#### Text to read:
╔══

In our previous examples, all states and actions are discrete. However, in many real-world applications, the state space and action space are continuous. In this lecture we discuss some general methods that can be used to handle continuous states and actions. We will first introduce a method called the fitted Q-iteration (Ernst, Geurts, and Wehenkel 2005) and use it as an example to illustrate the idea of functional embedding. This is an example for off-line or batch reinforcement learning, where we have a set of data and we want to estimate the optimal policy from this data.
Suppose we observed a set of offline data \(\{ (s_i, a_i, r_i, s_i') \}_{i=1}^n\)1, where \(s_i, s_i' \in \cS\), \(a_i \in \cA\), and \(r_i \in \mathbb{R}\). The goal is to estimate the optimal Q-function, which we know should satisfy the Bellman optimality equation:
\[ Q^\ast(s, a) = r(s, a) + \gamma \E_{s'} \big[ \max_{a'} Q^\ast(s', a') \big] \]
Suppose we have some estimates of the Q function, say \(\hat Q\), then a one-sample realization of the right hand side of the Bellman optimality equation, conditioning on the “covariates” \((s, a)\) is
\[ r + \gamma \max_{a'} \hat Q(s', a') \]
where \(s'\) is the next state after taking action \(a\) at state \(s\). We can then use this one-sample realization as outcomes to fit a regression model and learn its expectation, which is just \(Q^\ast(s, a)\). This is the idea of the fitted Q-iteration (FQI). To be precise, the algorithm is as follows:
To illustrate the idea of FQI, let’s consider a simulation example that mimic the cartpole problem. The cartpole problem is a classic control problem in reinforcement learning, where the goal is to balance a pole on a cart. Our design of the study has two states, where the first state mimics the location of a stick, and the second state mimics the velocity of the stick. The action space has two actions, where action 1 is to push the stick to the right, and action 2 is to push the stick to the left. The reward is defined as how close the stick is to 0.5.
set.seed(546) # for reproducibility
# Number of samples
n <- 2001
# Initialize matrices for states and next states
states <- matrix(NA, n, 2)
next_states <- matrix(NA, n, 2)
actions <- integer(n)
rewards <- numeric(n)
# Define the transition dynamics as a function, with some noise
transition <- function(s, a) {
s1_next = s[1] + 0.1*s[2] + 0.1 * (a == 1) - 0.1 * (a == 2) + rnorm(1, sd = 0.05)

╚══

#### Dataset content:
╔══

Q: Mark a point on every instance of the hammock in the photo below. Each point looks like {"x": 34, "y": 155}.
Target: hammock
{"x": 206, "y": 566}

╚══

#### Exercise tasks:
(a) Answer these questions about the fitted Q-iteration text:
(i) Which method does the lecture introduce first?
(ii) What does the second state in the study design mimic?
(iii) What value is assigned to n, the number of samples?
(b) Write out the stretch of the fitted Q-iteration text from "# Define the" through "rnorm(1, sd = 0.05)" again, swapping "noise" for "random error".
You can leave the lines aside.

#### Answers to the exercises:
(a)
(i) The fitted Q-iteration (Ernst, Geurts, and Wehenkel 2005).
(ii) The velocity of the stick.
(iii) 2001.

(b)
# Define the transition dynamics as a function, with some random error
transition <- function(s, a) {
s1_next = s[1] + 0.1*s[2] + 0.1 * (a == 1) - 0.1 * (a == 2) + rnorm(1, sd = 0.05)